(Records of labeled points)
##########

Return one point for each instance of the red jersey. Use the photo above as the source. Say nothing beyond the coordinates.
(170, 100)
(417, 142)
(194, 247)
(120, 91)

##########

**Problem statement**
Repeat the lines above word for word, with nothing added or left out.

**Reply**
Return one point for each instance of the red jersey. Use the photo above as the source. Say nothing beyond the coordinates.
(170, 100)
(417, 142)
(194, 247)
(120, 91)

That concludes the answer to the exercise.